## WHAT IS BEING ASKED
Retyping each entry exactly is the whole task.

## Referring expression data
-=-=-
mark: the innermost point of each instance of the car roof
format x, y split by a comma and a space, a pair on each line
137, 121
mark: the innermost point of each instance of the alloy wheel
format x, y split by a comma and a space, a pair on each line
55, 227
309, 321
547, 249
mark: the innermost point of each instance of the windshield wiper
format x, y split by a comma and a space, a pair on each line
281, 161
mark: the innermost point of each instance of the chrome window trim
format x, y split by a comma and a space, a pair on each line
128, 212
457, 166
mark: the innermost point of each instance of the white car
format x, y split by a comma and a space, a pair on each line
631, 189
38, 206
-=-=-
## SOLUTION
mark: the innermost point of each instance of the car roof
format x, y split by a comma and a space, a pair on each line
137, 121
mark: the innermost point of each instance of the alloy wheel
format x, y split by a comma and a space, a pair on each line
55, 227
309, 321
547, 249
mark: the innermost point of each instance of the windshield wiper
format x, y split by a comma and a space, a pair on each line
281, 161
mark: the innermost point of each instance of the chrome window trim
format x, y split by a comma and a space, a pair on each line
128, 212
457, 166
mark: the innermost point of each instance of the white car
format x, y split by a comma and a space, a pair on each line
631, 189
38, 206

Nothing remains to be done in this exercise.